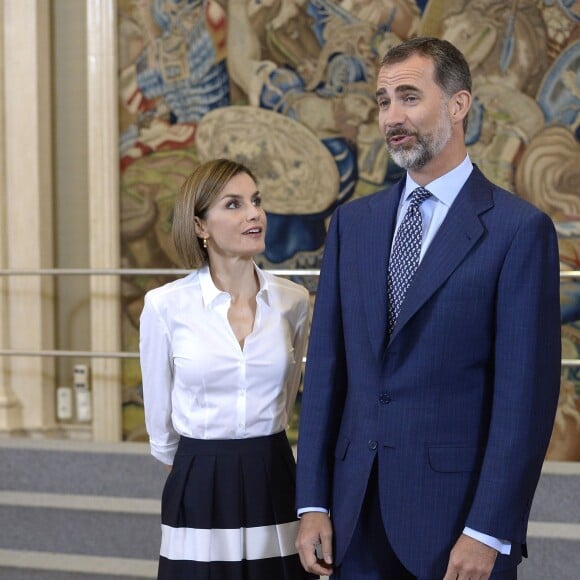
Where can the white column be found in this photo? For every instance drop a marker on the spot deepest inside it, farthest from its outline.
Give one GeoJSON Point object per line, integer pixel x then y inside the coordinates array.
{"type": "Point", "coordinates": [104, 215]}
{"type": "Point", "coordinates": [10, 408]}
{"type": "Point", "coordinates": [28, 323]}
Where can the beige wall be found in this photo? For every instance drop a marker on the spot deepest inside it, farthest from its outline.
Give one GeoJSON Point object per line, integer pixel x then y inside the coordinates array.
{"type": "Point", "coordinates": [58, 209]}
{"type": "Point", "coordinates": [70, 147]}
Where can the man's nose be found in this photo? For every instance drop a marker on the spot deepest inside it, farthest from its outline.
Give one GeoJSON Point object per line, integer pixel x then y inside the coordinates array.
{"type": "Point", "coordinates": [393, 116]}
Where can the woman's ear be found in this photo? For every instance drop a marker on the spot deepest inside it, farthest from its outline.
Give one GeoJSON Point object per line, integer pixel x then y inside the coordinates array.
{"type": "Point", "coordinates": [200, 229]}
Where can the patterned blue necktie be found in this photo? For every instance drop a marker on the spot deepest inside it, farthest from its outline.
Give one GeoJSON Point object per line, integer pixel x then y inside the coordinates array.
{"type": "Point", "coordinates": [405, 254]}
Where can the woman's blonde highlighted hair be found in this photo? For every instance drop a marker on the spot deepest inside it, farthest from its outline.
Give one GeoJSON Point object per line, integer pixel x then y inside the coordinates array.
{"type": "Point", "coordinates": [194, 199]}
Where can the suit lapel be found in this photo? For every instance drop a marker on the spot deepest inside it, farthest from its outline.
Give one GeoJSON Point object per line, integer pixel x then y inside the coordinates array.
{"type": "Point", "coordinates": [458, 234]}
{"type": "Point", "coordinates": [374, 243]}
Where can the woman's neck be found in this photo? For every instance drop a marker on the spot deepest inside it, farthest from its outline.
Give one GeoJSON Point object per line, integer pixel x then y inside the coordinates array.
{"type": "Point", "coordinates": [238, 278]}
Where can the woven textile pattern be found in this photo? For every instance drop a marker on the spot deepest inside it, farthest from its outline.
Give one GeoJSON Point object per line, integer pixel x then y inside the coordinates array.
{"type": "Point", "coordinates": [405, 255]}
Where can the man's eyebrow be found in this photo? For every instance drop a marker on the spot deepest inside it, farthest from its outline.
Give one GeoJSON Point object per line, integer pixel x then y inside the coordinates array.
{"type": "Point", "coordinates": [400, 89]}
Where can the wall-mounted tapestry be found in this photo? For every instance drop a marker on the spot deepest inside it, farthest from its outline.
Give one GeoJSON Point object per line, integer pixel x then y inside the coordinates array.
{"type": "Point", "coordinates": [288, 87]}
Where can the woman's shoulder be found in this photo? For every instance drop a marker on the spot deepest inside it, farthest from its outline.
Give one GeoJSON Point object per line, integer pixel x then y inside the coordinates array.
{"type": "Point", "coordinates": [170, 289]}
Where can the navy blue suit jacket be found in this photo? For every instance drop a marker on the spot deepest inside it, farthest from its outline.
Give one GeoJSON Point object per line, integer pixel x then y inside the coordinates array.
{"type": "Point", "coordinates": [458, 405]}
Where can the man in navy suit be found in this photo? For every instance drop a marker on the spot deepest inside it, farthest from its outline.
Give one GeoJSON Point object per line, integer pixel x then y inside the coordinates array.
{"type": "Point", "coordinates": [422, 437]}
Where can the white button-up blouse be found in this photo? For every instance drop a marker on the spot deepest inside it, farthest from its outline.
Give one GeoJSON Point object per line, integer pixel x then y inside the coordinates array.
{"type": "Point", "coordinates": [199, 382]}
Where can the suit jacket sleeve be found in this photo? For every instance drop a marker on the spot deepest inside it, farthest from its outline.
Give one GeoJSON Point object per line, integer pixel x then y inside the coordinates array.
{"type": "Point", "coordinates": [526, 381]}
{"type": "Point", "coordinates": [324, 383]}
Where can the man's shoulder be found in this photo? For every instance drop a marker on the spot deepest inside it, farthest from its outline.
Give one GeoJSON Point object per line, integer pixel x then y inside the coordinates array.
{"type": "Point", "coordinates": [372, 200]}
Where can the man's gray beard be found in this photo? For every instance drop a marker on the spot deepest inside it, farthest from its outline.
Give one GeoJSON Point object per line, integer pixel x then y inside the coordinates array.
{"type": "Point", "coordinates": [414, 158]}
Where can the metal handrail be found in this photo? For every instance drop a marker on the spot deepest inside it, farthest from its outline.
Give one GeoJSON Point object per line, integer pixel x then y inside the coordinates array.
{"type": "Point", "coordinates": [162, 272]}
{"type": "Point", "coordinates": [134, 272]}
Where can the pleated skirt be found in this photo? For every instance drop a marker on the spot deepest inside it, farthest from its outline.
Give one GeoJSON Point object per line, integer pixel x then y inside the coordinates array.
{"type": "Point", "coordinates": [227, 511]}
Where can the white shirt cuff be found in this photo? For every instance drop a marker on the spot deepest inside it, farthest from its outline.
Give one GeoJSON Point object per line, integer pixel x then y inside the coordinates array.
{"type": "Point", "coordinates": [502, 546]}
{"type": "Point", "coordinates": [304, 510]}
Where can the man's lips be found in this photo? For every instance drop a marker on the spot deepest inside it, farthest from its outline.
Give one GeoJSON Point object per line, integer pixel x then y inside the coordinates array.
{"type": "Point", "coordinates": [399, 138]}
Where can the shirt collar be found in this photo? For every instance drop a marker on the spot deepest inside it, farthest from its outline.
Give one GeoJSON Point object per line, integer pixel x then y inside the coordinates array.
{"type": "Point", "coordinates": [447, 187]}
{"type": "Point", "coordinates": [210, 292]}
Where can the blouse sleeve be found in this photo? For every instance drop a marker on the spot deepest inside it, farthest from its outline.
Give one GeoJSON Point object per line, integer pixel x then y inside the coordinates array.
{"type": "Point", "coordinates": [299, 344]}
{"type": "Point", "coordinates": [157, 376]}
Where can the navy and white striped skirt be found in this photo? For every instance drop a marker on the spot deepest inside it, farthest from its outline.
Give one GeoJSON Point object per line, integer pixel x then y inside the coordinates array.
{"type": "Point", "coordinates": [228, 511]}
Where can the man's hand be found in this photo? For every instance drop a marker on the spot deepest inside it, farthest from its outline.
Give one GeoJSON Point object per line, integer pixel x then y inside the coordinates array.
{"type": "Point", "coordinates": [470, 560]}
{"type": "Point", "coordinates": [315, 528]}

::::

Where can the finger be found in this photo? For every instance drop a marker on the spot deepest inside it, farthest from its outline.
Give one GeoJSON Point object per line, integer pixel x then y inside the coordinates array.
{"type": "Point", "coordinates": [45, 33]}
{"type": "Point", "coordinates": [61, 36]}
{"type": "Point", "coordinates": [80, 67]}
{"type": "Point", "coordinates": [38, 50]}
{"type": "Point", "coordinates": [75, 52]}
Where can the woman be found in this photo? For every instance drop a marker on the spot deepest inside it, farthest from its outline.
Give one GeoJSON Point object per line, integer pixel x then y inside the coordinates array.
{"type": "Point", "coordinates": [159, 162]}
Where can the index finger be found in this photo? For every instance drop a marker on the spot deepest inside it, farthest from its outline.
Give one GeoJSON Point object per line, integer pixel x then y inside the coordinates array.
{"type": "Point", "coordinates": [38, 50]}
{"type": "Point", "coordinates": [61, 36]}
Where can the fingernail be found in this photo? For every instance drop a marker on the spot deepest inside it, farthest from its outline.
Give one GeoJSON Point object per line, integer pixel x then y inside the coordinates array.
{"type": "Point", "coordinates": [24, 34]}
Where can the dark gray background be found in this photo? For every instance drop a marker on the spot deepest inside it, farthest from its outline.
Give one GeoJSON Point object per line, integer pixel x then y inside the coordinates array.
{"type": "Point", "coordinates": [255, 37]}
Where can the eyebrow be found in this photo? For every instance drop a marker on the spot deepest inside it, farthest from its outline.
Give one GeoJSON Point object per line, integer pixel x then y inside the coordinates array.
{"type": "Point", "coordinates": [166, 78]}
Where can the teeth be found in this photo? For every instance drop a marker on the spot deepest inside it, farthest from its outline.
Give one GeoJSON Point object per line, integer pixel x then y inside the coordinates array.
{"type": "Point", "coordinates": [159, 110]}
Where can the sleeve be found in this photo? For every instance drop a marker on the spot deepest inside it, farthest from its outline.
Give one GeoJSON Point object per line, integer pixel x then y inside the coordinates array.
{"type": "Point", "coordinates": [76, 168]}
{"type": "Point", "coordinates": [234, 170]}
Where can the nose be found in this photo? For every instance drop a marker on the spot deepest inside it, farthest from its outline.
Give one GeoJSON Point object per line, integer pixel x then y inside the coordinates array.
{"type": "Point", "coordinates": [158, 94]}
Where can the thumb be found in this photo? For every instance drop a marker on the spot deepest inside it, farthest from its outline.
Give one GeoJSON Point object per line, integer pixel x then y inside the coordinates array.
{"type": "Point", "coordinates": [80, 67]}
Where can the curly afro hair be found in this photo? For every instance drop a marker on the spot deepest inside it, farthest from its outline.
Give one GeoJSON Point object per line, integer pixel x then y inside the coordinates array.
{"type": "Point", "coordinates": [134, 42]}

::::

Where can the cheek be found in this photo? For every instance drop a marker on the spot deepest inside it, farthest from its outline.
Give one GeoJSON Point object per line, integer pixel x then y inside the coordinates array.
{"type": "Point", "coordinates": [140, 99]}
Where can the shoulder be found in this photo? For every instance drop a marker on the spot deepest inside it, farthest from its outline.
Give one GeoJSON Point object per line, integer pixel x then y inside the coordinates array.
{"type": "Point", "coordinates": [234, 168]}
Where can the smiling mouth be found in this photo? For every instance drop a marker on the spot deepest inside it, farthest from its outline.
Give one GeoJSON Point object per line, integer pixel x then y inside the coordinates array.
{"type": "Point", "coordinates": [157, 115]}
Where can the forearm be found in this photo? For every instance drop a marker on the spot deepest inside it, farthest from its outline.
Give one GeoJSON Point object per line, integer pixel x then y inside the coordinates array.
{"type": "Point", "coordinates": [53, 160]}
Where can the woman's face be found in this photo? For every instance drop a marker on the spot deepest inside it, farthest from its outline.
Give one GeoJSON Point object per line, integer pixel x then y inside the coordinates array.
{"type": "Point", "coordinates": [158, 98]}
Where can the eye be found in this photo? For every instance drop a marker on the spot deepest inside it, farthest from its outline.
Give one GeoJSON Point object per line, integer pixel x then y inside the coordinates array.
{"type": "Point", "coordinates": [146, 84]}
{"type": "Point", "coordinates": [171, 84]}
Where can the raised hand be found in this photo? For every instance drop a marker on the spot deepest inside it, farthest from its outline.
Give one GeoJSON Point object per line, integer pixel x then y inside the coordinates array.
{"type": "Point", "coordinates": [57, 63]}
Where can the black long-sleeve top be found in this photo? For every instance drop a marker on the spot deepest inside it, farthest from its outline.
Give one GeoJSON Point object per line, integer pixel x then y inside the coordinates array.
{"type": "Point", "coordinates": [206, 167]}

::::

Show each line that contains the string "skirt". Case counts.

Where can the pleated skirt be found in this photo? For every instance drop a marker on the spot deepest inside it, farthest from its outline.
Where can the navy and white striped skirt be found in this photo? For every instance drop a marker on the spot deepest inside it, farthest from its outline.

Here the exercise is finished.